Nelle prime pagine della Scrittura, dunque, con la creazione dell’umanità e del creato, entra immediatamente in scena il tema del cibo e con esso l’eterna tensione tra etica e felicità. Può ciò che è buono, ciò che piace coincidere con ciò che fa bene?

Il cibo come verifica della fedeltà umana a Dio. Il mangiare nella Bibbia non ha solo a che vedere con la crescita e il sostentamento. È proprio sul cibo che, fin dai racconti primordiali, si verifica la fedeltà a Dio. L’ubbidienza poteva essere giocata su altre categorie come a esempio il camminare: andare e non andare, possibili colonne d’Ercole da non violare. La scelta di legare la fedeltà al cibo è tutt’altro che casuale. Essa ci testimonia che Dio accompagna l’umanità nella sua crescita, la svezza come una madre nutre il proprio bambino. Il cibo rappresenta, nel concreto, la costante attenzione divina verso l’umanità e il creato. È un modo efficace per esprimere che Egli continua a essere partecipe delle vicende umane, dopo aver creato il mondo. Non si ritira dalle sue responsabilità: offre il nutrimento, a tratti come giardino rigoglioso che produce frutti spontanei; più spesso come conseguenza del lavoro umano. Dio è presente, nutre e ha cura delle creature che ha generato. Questa confessione di fede nasce dall’esperienza. Nella fame e nella precarietà del deserto Israele imparerà a fidarsi di Dio, ad ascoltare i suoi divieti e ad affidarsi a Lui per essere nutrito e svezzato alla relazione.

> ATTIVITÀ A
Nel testo sul cibo nella Bibbia, a chi viene paragonato Dio quando svezza l'umanità?
> ATTIVITÀ B
Riprendi il testo sul cibo nella Bibbia e proseguilo a partire dall'ultima frase.

> CONTENUTO DEL DATASET
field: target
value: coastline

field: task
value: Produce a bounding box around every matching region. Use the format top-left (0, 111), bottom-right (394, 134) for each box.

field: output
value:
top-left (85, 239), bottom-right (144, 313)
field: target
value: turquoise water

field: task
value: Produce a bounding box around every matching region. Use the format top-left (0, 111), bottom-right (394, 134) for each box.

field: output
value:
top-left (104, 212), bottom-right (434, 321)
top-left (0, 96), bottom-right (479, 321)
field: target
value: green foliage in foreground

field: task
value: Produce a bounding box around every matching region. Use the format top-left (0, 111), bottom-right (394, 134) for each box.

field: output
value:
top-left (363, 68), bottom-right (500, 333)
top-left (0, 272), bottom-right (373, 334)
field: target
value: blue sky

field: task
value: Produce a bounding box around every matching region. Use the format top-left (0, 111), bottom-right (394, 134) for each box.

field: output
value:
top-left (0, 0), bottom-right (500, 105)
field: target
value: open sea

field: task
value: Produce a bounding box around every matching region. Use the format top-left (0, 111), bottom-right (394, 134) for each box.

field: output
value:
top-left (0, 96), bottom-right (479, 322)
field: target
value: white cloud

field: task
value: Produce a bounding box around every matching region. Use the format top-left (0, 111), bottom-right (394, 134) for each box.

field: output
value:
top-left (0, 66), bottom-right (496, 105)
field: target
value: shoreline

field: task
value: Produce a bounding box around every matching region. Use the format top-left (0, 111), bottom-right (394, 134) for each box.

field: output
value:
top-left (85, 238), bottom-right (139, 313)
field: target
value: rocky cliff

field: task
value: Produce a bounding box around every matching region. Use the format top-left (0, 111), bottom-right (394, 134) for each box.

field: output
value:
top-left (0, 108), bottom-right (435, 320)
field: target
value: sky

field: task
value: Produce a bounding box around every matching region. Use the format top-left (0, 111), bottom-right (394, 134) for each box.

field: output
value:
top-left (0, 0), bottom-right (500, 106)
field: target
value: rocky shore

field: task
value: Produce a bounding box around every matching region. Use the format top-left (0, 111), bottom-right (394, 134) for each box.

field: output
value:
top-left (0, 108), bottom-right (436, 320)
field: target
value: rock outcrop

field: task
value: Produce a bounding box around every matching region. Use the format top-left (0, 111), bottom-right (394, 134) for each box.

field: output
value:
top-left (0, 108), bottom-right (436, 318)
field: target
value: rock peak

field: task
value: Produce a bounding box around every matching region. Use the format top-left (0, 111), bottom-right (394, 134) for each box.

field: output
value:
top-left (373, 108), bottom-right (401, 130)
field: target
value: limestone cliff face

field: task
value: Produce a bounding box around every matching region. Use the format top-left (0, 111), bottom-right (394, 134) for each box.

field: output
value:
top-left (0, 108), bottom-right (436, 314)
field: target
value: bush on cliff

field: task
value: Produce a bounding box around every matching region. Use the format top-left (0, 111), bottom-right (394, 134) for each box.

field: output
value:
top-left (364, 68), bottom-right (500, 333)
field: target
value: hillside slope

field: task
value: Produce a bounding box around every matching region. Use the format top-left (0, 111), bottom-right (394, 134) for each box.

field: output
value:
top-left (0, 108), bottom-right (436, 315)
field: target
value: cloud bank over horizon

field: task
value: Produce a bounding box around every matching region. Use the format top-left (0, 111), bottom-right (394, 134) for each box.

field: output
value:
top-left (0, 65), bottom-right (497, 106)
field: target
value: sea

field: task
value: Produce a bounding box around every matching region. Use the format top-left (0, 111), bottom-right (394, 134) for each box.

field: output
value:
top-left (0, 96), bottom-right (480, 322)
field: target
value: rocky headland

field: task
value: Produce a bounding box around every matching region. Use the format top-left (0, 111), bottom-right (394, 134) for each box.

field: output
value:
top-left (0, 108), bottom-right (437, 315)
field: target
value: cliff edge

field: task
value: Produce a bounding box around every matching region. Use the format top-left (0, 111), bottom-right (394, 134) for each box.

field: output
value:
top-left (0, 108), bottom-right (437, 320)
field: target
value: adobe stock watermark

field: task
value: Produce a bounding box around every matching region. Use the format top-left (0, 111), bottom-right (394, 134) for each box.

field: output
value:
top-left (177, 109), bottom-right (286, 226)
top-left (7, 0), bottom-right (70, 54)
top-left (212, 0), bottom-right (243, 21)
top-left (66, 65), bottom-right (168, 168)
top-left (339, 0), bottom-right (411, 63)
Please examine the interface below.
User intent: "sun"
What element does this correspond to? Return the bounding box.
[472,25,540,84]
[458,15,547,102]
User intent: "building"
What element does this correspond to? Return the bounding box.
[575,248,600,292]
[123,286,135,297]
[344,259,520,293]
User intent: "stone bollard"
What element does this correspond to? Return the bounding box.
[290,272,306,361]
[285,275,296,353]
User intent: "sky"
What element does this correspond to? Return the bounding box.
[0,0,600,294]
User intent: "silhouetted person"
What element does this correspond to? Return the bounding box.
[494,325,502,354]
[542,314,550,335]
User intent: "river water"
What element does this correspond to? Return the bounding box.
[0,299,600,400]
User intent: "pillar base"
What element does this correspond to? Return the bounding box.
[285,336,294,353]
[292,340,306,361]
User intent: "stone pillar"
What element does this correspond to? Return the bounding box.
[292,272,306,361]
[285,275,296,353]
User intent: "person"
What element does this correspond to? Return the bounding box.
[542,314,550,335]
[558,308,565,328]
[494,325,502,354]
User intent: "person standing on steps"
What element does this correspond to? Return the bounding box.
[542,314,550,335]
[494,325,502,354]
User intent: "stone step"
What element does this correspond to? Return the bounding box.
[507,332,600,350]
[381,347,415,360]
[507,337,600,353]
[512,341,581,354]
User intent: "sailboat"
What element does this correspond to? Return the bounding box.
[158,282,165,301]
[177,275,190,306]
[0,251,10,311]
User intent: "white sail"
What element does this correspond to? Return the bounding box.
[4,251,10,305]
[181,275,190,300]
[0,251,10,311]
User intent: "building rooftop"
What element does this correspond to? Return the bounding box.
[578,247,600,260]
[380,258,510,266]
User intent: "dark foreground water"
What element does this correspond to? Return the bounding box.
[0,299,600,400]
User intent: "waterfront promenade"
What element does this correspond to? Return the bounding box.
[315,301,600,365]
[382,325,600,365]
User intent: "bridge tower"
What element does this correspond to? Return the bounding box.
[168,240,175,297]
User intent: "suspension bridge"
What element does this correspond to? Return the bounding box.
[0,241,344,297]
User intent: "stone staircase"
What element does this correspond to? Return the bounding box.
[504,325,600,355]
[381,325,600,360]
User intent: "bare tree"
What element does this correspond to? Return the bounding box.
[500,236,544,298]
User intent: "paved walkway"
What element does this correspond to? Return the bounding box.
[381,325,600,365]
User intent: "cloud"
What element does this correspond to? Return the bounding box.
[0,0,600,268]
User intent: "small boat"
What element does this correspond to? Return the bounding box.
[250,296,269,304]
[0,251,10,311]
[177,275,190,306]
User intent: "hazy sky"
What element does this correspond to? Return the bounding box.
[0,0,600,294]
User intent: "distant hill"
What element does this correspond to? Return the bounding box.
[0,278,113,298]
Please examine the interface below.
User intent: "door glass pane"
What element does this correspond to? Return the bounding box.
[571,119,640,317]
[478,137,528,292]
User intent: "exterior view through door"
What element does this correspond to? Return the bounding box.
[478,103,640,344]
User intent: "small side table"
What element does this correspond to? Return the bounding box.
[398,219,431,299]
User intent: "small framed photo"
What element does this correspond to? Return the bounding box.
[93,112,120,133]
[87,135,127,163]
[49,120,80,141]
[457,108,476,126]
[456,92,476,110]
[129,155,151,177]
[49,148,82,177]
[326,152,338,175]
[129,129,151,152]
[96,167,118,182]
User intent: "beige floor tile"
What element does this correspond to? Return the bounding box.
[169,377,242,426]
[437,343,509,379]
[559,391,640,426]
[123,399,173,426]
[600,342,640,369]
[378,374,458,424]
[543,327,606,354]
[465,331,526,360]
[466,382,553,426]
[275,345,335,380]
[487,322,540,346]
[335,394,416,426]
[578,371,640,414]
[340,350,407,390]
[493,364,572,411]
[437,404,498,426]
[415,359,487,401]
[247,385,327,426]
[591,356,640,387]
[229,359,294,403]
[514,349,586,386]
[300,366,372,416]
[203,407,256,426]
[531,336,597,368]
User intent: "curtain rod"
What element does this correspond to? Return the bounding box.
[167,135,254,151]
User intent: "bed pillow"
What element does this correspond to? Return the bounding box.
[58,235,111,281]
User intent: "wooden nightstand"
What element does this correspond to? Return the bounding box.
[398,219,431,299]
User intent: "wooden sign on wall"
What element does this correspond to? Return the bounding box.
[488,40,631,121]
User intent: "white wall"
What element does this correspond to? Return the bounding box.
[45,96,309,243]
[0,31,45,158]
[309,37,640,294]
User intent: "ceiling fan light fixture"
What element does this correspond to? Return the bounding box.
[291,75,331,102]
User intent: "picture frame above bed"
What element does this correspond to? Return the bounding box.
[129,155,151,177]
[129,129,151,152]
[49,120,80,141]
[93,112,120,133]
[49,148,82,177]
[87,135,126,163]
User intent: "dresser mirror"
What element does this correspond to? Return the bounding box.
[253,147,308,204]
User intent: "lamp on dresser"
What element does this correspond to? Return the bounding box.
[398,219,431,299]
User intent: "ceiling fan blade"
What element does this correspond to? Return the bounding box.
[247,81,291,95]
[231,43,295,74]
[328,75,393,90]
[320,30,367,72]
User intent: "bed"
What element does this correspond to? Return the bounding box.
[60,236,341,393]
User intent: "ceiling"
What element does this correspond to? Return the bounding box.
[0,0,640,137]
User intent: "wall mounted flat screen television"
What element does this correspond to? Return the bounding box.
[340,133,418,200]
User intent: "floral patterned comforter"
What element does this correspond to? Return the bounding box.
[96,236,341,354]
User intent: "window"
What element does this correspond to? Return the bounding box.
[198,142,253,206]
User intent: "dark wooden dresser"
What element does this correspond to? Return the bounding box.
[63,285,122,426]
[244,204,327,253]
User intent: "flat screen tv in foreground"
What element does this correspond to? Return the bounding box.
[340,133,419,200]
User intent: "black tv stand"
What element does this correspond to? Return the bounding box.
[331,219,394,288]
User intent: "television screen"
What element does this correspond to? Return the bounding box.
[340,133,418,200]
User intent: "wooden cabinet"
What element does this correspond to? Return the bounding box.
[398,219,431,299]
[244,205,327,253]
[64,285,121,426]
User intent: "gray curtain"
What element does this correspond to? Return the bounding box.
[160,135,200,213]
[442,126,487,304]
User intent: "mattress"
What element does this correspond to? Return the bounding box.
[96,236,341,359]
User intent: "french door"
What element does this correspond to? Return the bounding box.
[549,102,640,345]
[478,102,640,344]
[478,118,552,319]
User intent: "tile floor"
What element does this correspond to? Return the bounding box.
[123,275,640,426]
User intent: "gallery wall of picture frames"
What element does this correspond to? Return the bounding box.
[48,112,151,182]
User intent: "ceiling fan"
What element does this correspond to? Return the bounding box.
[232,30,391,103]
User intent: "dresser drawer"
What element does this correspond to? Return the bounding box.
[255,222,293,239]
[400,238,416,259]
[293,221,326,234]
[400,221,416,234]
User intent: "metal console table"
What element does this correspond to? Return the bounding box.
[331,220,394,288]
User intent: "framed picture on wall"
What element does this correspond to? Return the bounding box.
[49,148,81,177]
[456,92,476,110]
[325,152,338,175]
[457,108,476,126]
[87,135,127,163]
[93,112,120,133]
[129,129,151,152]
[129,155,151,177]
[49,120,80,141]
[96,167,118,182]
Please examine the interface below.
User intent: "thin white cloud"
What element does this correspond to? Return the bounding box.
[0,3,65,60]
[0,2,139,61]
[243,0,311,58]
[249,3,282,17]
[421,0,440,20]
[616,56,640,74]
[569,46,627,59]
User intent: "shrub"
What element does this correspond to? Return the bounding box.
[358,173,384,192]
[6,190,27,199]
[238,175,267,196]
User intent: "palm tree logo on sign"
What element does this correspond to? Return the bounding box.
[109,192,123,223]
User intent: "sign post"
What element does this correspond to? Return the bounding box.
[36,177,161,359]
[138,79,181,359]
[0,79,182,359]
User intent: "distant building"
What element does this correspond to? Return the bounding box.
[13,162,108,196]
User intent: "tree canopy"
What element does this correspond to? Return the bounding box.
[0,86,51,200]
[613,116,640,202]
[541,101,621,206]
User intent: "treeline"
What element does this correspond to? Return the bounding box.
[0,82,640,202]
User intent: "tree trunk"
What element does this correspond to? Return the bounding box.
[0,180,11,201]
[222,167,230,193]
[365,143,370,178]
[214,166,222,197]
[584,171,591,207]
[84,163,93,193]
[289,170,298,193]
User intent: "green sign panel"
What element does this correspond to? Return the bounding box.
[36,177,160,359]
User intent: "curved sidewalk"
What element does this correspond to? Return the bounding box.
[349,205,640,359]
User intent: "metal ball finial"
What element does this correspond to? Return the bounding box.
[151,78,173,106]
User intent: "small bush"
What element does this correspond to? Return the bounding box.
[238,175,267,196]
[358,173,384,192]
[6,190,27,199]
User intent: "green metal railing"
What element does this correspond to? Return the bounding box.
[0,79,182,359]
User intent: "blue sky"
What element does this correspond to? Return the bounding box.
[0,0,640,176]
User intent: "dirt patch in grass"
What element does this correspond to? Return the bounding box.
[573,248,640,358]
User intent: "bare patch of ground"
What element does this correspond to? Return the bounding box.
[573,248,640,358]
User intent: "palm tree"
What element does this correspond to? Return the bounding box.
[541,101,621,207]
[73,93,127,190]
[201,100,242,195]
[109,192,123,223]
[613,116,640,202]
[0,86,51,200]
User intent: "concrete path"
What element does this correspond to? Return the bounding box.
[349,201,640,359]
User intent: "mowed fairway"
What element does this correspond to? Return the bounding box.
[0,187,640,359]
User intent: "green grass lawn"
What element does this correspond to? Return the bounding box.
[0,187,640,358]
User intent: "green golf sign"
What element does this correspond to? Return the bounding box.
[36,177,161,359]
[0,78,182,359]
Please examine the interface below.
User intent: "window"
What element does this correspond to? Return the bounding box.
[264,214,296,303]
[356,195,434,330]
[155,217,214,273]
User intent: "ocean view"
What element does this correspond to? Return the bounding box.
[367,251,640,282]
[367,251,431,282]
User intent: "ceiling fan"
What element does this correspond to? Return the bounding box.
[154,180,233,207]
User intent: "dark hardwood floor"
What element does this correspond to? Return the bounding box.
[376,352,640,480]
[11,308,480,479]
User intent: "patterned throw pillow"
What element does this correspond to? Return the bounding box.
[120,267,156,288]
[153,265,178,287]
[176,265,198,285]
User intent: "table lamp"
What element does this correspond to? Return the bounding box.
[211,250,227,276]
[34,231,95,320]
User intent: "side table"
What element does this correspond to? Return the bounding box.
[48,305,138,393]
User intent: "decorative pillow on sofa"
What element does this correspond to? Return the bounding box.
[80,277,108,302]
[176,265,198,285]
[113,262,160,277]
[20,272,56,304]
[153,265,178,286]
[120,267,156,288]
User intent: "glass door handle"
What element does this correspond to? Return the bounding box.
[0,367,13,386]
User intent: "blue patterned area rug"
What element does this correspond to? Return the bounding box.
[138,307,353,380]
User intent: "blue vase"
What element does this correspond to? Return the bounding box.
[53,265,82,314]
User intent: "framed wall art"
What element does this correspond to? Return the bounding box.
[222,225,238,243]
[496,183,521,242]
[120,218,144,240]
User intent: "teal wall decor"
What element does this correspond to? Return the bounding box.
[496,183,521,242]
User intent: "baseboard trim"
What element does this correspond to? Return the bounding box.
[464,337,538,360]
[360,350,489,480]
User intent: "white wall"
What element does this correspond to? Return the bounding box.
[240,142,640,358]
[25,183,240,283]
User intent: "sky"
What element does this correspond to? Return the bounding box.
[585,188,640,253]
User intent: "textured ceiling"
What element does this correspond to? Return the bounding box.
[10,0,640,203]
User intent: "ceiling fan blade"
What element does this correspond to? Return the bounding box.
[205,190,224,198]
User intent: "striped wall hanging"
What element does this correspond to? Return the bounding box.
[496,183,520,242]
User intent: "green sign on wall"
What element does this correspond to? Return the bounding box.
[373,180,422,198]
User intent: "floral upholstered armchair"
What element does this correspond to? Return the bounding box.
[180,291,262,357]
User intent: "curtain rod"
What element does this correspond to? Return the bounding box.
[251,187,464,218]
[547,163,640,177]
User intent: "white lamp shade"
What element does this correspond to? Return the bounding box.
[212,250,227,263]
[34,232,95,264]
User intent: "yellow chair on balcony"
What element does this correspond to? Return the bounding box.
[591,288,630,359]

> RISPOSTA A
A una madre che nutre il proprio bambino.

> RISPOSTA B
Nella creazione si traduce in linguaggio universale ciò che il popolo biblico sperimenta sul piano particolare.

Israele riconosce di avere ricevuto una vocazione specifica, tuttavia sarà poi in grado di estendere questa visione benevola del divino sul destino e la vocazione di tutta l’umanità.

Israele ha imparato che per camminare nella libertà bisogna strappare dal cuore quelle catene che spesso legano proprio attraverso il ricatto della fame. Meglio rinunciare al cibo che imprigiona. Ed ecco il divieto che accompagna l’invito al nutrimento nella creazione.

Nella precarietà della libertà, Israele rimpiangerà più volte la sicurezza delle cipolle d’Egitto. E sarà tentato di «tradire» il progetto di Dio, proprio come Adamo ed Eva tradiscono nel giardino di Eden.

Nel deserto Dio donerà al popolo la sua costituzione insieme alla manna: limite e cura, il cibo necessario per crescere nella libertà.

Israele, nel suo cammino, conoscerà gli stenti e la fame; ma imparerà che il poco che ha può bastare all’intero popolo, se lo si condivide, come nel deserto venne condivisa la manna. Il comando sul cibo nella Genesi ha dietro echi di queste esperienze.

Il cibo è lo strumento necessario per camminare nella vita. L’invito a mangiare, tuttavia, senza l’accostamento al divieto e al limite, taglierebbe fuori Dio dalla vicenda umana; negherebbe la necessità della reciprocità nella relazione con Lui; e trasformerebbe la terra in un self-service. Ma, soprattutto, renderebbe soggetto l’uomo alla continua seduzione di chi lo vuole schiavo e lo imprigiona con le cipolle d’Egitto.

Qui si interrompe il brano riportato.